Data listing:
....

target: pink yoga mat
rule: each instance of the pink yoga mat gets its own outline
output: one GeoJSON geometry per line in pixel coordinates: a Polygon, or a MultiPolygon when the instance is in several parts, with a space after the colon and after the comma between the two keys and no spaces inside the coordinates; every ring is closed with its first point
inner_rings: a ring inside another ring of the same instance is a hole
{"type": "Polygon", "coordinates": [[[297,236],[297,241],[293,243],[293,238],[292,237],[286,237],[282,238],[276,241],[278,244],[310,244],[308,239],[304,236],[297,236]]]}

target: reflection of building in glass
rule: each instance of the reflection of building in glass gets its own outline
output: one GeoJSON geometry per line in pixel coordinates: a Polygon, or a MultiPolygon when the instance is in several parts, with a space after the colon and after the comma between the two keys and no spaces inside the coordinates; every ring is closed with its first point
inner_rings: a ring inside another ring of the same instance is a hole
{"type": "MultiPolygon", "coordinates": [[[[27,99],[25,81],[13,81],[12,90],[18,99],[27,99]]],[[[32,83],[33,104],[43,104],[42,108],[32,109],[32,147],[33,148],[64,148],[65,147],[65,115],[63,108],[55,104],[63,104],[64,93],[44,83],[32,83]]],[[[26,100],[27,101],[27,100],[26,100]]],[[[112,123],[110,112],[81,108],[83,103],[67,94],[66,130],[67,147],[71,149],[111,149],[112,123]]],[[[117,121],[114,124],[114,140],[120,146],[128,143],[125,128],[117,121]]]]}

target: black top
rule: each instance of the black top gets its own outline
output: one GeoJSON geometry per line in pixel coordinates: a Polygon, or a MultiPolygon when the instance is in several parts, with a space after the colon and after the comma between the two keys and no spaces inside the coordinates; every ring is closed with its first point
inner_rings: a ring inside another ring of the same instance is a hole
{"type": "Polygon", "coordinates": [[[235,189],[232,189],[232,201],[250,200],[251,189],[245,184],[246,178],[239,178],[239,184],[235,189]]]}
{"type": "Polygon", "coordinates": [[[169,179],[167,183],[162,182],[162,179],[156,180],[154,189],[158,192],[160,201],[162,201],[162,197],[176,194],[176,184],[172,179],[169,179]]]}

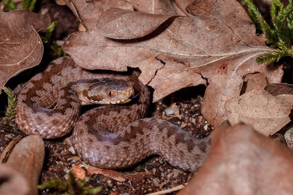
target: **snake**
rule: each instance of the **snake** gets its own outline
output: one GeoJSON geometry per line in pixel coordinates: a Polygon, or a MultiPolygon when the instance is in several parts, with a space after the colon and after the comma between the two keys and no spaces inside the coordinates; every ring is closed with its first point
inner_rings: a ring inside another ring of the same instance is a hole
{"type": "Polygon", "coordinates": [[[70,56],[58,58],[19,93],[15,124],[24,133],[43,139],[72,131],[77,154],[98,167],[123,169],[158,154],[174,167],[197,170],[208,154],[210,137],[197,139],[170,122],[145,118],[150,92],[139,74],[86,70],[70,56]],[[92,103],[108,105],[80,117],[81,106],[92,103]]]}

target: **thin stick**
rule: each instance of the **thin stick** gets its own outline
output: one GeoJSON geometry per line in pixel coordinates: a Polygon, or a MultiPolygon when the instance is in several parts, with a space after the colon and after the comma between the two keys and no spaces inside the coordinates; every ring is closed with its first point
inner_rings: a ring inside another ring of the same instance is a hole
{"type": "Polygon", "coordinates": [[[3,152],[0,156],[0,163],[5,161],[9,156],[10,153],[14,147],[14,145],[17,142],[21,139],[23,136],[22,135],[18,135],[15,137],[8,144],[7,146],[3,150],[3,152]]]}
{"type": "Polygon", "coordinates": [[[158,192],[150,193],[146,194],[146,195],[161,195],[161,194],[165,194],[168,193],[178,191],[179,190],[181,190],[183,188],[184,188],[185,186],[187,185],[188,183],[185,183],[184,184],[181,184],[181,185],[177,185],[176,186],[172,188],[170,188],[170,189],[159,191],[158,192]]]}

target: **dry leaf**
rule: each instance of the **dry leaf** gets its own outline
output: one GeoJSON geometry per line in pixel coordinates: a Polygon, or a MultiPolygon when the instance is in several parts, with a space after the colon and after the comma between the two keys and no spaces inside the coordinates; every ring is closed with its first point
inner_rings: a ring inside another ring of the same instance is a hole
{"type": "Polygon", "coordinates": [[[244,125],[216,128],[211,135],[206,162],[177,194],[292,193],[292,150],[244,125]]]}
{"type": "Polygon", "coordinates": [[[254,89],[263,89],[266,84],[265,77],[262,73],[257,72],[247,74],[243,80],[240,94],[254,89]]]}
{"type": "Polygon", "coordinates": [[[136,173],[131,174],[125,174],[124,177],[135,183],[139,183],[143,181],[144,178],[149,175],[155,175],[151,172],[136,173]]]}
{"type": "Polygon", "coordinates": [[[129,2],[123,0],[81,1],[65,0],[76,17],[88,31],[96,31],[97,21],[104,11],[112,7],[133,10],[129,2]]]}
{"type": "Polygon", "coordinates": [[[286,83],[272,83],[265,86],[265,90],[273,95],[282,94],[293,95],[293,85],[286,83]]]}
{"type": "Polygon", "coordinates": [[[45,158],[45,145],[38,135],[27,136],[16,144],[5,164],[21,173],[28,181],[28,194],[37,195],[45,158]]]}
{"type": "MultiPolygon", "coordinates": [[[[87,31],[72,34],[62,48],[84,68],[139,68],[140,79],[155,89],[154,101],[182,88],[208,84],[202,111],[210,124],[218,125],[226,119],[225,102],[239,95],[245,75],[260,72],[268,83],[278,83],[283,70],[255,63],[272,49],[254,33],[254,25],[237,1],[199,0],[187,10],[196,17],[173,16],[152,33],[128,40],[106,37],[91,24],[85,26],[87,31]]],[[[84,19],[88,25],[98,18],[84,19]]]]}
{"type": "Polygon", "coordinates": [[[6,163],[0,164],[0,194],[29,194],[27,179],[6,163]]]}
{"type": "Polygon", "coordinates": [[[174,0],[129,0],[128,1],[133,5],[135,11],[154,14],[187,16],[187,13],[184,11],[186,6],[183,8],[179,7],[178,2],[174,0]]]}
{"type": "Polygon", "coordinates": [[[128,179],[135,183],[138,183],[143,181],[144,179],[147,176],[154,175],[151,173],[147,172],[132,174],[122,174],[113,170],[104,169],[90,165],[89,166],[87,172],[90,175],[93,174],[102,174],[120,182],[124,182],[128,179]]]}
{"type": "Polygon", "coordinates": [[[39,64],[43,44],[31,25],[43,30],[50,22],[48,16],[28,10],[0,11],[0,88],[10,78],[39,64]]]}
{"type": "Polygon", "coordinates": [[[290,121],[292,105],[292,95],[274,96],[265,90],[257,89],[228,100],[225,107],[232,126],[239,122],[251,124],[256,131],[268,136],[290,121]]]}
{"type": "Polygon", "coordinates": [[[87,173],[90,176],[93,174],[102,174],[119,182],[124,182],[126,180],[123,176],[123,175],[118,171],[113,170],[101,169],[89,165],[87,169],[87,173]]]}
{"type": "Polygon", "coordinates": [[[97,28],[101,34],[109,38],[134,39],[149,34],[172,16],[111,8],[99,18],[97,28]]]}

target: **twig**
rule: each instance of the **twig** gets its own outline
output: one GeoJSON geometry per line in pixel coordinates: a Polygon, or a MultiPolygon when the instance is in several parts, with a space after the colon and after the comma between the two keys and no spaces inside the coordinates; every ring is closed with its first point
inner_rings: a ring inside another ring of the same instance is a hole
{"type": "Polygon", "coordinates": [[[6,161],[14,147],[14,145],[23,137],[23,136],[22,135],[17,135],[17,136],[15,137],[9,142],[7,146],[3,150],[1,155],[0,155],[0,163],[6,161]]]}
{"type": "Polygon", "coordinates": [[[18,134],[21,135],[24,137],[26,136],[26,135],[20,131],[12,130],[10,128],[7,127],[5,125],[3,125],[2,124],[0,124],[0,129],[3,130],[6,132],[18,134]]]}
{"type": "Polygon", "coordinates": [[[185,186],[187,185],[188,183],[185,183],[183,184],[177,185],[176,186],[172,188],[170,188],[170,189],[162,190],[162,191],[160,191],[158,192],[150,193],[146,195],[161,195],[161,194],[165,194],[168,193],[178,191],[179,190],[181,190],[182,188],[184,188],[185,186]]]}

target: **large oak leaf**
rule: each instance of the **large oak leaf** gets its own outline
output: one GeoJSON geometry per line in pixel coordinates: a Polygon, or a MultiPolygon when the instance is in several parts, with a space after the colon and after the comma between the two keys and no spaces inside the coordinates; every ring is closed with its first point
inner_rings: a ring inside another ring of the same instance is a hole
{"type": "Polygon", "coordinates": [[[252,124],[266,136],[279,131],[290,121],[293,95],[274,96],[263,89],[253,90],[226,102],[225,109],[232,126],[242,122],[252,124]]]}
{"type": "Polygon", "coordinates": [[[28,10],[0,11],[0,88],[10,78],[39,64],[43,49],[36,29],[46,29],[50,22],[48,15],[28,10]]]}
{"type": "Polygon", "coordinates": [[[177,194],[290,194],[293,152],[251,126],[216,128],[209,156],[177,194]]]}
{"type": "Polygon", "coordinates": [[[198,0],[186,10],[195,17],[173,17],[152,33],[128,40],[108,38],[86,26],[87,31],[73,33],[62,48],[84,68],[139,68],[140,79],[155,89],[154,101],[182,88],[208,84],[202,112],[218,126],[226,119],[225,102],[239,95],[245,75],[259,72],[267,83],[279,83],[283,71],[255,63],[256,57],[272,49],[256,34],[237,1],[198,0]]]}

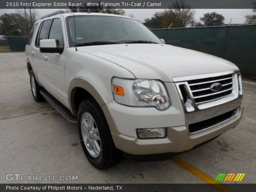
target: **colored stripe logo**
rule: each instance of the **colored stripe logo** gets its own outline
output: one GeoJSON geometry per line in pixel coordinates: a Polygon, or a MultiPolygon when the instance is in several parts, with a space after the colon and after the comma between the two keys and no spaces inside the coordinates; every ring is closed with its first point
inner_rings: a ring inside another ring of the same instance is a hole
{"type": "Polygon", "coordinates": [[[214,181],[220,182],[242,181],[245,175],[245,173],[219,173],[214,181]]]}

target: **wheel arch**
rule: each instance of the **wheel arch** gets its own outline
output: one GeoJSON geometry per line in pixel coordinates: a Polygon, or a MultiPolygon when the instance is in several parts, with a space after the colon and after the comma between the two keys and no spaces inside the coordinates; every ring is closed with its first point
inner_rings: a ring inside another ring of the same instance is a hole
{"type": "Polygon", "coordinates": [[[90,83],[84,79],[73,79],[69,84],[68,90],[68,103],[71,113],[76,116],[79,104],[86,98],[94,98],[101,107],[107,102],[101,95],[90,83]]]}

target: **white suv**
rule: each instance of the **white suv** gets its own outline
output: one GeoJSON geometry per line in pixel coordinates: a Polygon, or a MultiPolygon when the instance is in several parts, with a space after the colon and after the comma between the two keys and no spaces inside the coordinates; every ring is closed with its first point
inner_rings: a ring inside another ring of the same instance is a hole
{"type": "Polygon", "coordinates": [[[132,18],[54,13],[35,23],[26,52],[34,99],[77,122],[85,154],[99,169],[123,154],[190,150],[242,117],[236,65],[165,44],[132,18]]]}

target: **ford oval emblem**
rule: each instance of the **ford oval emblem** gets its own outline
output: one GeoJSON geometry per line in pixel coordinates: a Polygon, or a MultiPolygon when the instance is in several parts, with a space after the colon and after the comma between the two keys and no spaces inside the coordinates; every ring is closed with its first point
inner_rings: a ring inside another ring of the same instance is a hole
{"type": "Polygon", "coordinates": [[[220,83],[215,83],[212,84],[210,87],[212,91],[218,91],[221,89],[222,86],[220,83]]]}

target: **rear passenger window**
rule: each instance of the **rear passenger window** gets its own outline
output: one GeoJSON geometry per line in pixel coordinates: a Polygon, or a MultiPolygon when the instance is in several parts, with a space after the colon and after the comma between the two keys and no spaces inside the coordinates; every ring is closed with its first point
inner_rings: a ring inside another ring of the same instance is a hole
{"type": "Polygon", "coordinates": [[[46,20],[43,22],[42,27],[41,28],[41,30],[40,30],[40,33],[39,34],[39,36],[38,35],[37,36],[37,40],[36,45],[37,46],[39,47],[40,46],[39,44],[40,40],[47,38],[48,30],[49,29],[50,21],[50,20],[46,20]]]}
{"type": "Polygon", "coordinates": [[[60,19],[53,20],[49,35],[49,39],[55,39],[58,46],[64,46],[62,26],[60,19]]]}
{"type": "Polygon", "coordinates": [[[33,26],[33,27],[30,30],[30,32],[29,34],[29,35],[28,36],[28,41],[27,42],[27,45],[31,45],[31,43],[32,42],[32,38],[34,36],[34,34],[35,32],[35,31],[36,29],[36,27],[37,27],[38,25],[38,23],[35,24],[33,26]]]}

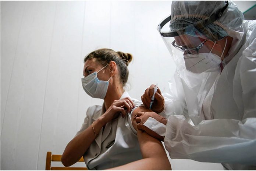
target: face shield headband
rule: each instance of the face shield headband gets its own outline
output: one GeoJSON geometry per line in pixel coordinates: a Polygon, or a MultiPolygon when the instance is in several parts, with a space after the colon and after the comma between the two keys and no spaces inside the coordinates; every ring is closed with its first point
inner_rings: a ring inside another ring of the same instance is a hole
{"type": "Polygon", "coordinates": [[[228,5],[228,2],[226,1],[226,5],[222,8],[220,9],[216,12],[213,14],[207,19],[205,20],[201,20],[194,24],[191,25],[177,30],[168,32],[161,31],[161,30],[163,27],[166,23],[171,21],[171,15],[170,15],[164,19],[160,23],[160,24],[158,25],[157,30],[161,35],[163,37],[174,37],[184,34],[191,35],[191,33],[194,31],[195,29],[197,30],[200,30],[214,22],[217,19],[220,18],[222,16],[223,12],[226,10],[228,5]]]}

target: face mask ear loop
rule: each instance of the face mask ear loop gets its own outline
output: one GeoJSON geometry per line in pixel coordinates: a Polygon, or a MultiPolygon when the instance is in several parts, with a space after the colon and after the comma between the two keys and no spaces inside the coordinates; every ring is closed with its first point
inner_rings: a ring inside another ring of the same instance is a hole
{"type": "Polygon", "coordinates": [[[110,78],[109,78],[109,79],[108,79],[108,80],[107,81],[109,81],[109,80],[110,79],[110,78],[111,78],[111,77],[112,77],[112,76],[110,77],[110,78]]]}
{"type": "Polygon", "coordinates": [[[98,72],[97,72],[97,74],[98,73],[99,73],[100,71],[101,71],[102,70],[103,70],[103,69],[104,69],[105,68],[106,68],[106,67],[107,67],[107,66],[108,65],[109,65],[109,64],[107,64],[107,65],[106,65],[106,66],[105,66],[104,67],[103,67],[102,68],[100,69],[100,70],[98,72]]]}
{"type": "Polygon", "coordinates": [[[223,53],[224,53],[224,51],[225,51],[225,49],[226,48],[226,45],[227,45],[227,41],[228,40],[228,38],[227,38],[226,39],[226,42],[225,44],[225,47],[224,47],[224,49],[223,49],[223,51],[222,51],[222,53],[221,53],[221,55],[220,56],[220,59],[221,59],[221,56],[222,56],[222,55],[223,55],[223,53]]]}
{"type": "Polygon", "coordinates": [[[213,45],[213,47],[211,48],[211,51],[210,51],[210,52],[209,52],[209,53],[210,53],[211,52],[211,51],[212,51],[213,49],[213,48],[214,47],[214,46],[215,45],[215,44],[216,44],[216,42],[214,42],[214,44],[213,45]]]}

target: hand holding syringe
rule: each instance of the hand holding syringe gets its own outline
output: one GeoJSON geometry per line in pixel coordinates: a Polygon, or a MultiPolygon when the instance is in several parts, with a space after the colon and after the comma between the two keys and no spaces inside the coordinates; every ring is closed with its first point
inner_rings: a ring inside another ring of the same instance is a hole
{"type": "Polygon", "coordinates": [[[153,93],[153,96],[151,97],[151,101],[150,102],[150,106],[149,106],[149,109],[151,109],[151,107],[152,107],[152,105],[154,103],[154,95],[156,94],[156,92],[157,90],[157,83],[156,86],[154,88],[154,93],[153,93]]]}

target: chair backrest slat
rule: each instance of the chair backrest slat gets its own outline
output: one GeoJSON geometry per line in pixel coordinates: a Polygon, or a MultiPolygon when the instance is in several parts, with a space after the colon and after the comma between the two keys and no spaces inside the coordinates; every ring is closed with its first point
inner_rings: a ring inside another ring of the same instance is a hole
{"type": "MultiPolygon", "coordinates": [[[[51,152],[47,152],[46,155],[46,161],[45,165],[45,170],[88,170],[86,167],[51,167],[51,161],[61,161],[61,155],[51,155],[51,152]]],[[[78,161],[78,162],[84,162],[83,157],[82,157],[78,161]]]]}

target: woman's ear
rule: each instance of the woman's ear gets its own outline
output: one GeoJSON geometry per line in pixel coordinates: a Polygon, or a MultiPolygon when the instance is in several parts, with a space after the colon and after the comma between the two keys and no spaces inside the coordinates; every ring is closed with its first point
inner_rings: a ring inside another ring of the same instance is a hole
{"type": "Polygon", "coordinates": [[[114,61],[111,61],[109,64],[110,70],[110,76],[113,76],[117,71],[117,64],[114,61]]]}

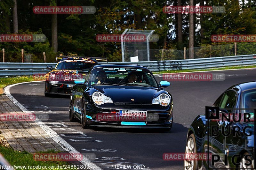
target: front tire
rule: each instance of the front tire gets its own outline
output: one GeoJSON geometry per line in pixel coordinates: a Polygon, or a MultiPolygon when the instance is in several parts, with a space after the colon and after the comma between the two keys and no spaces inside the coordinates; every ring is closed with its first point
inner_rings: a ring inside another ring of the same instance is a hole
{"type": "Polygon", "coordinates": [[[76,122],[76,119],[74,117],[74,110],[73,102],[72,101],[72,97],[70,96],[70,101],[69,102],[69,120],[71,122],[76,122]]]}
{"type": "Polygon", "coordinates": [[[83,99],[82,114],[81,115],[81,124],[83,129],[86,129],[87,123],[86,121],[86,105],[84,99],[83,99]]]}
{"type": "MultiPolygon", "coordinates": [[[[196,154],[196,139],[193,134],[191,134],[188,137],[186,145],[185,155],[188,154],[189,155],[195,155],[196,154]]],[[[188,160],[185,159],[184,160],[184,170],[196,170],[198,169],[197,161],[196,160],[188,160]]]]}

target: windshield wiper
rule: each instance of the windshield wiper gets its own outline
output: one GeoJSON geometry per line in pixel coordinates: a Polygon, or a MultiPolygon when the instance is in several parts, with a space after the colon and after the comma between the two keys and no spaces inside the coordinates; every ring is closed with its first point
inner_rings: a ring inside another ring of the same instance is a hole
{"type": "Polygon", "coordinates": [[[121,86],[124,86],[123,85],[117,85],[116,84],[111,84],[111,83],[104,83],[103,84],[94,84],[92,85],[119,85],[121,86]]]}
{"type": "Polygon", "coordinates": [[[135,86],[143,86],[143,87],[153,87],[154,86],[152,85],[137,85],[137,84],[130,84],[130,85],[127,85],[128,86],[131,86],[134,85],[135,86]]]}

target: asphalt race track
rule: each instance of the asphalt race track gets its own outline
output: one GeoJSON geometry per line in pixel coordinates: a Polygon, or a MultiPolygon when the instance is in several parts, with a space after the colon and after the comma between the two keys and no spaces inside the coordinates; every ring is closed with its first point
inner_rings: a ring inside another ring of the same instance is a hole
{"type": "MultiPolygon", "coordinates": [[[[12,95],[32,113],[47,114],[43,121],[81,153],[93,153],[92,161],[103,169],[111,165],[145,166],[148,169],[182,169],[183,161],[164,161],[164,153],[184,153],[188,128],[205,106],[211,106],[224,91],[240,83],[256,80],[256,69],[221,71],[222,81],[173,81],[167,88],[174,100],[174,123],[170,132],[151,130],[89,129],[68,118],[69,99],[45,97],[44,82],[20,84],[11,89],[12,95]]],[[[158,82],[163,80],[156,76],[158,82]]],[[[112,169],[113,169],[112,168],[112,169]]]]}

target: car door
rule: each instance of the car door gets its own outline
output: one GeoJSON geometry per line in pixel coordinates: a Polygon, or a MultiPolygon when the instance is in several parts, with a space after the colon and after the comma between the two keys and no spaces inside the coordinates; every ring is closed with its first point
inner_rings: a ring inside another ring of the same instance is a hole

....

What you are asked to do: Render the lines of the material as a Markdown table with the columns Row and Text, starting at the line containing "target: chair backrest slat" and ending at the line containing "rule: each instance of the chair", both included. Number each row and leave out any blank lines.

Response for this exercise:
| Row | Text |
|---|---|
| 1 | target: chair backrest slat |
| 2 | rule: each instance of the chair backrest slat gets its own outline |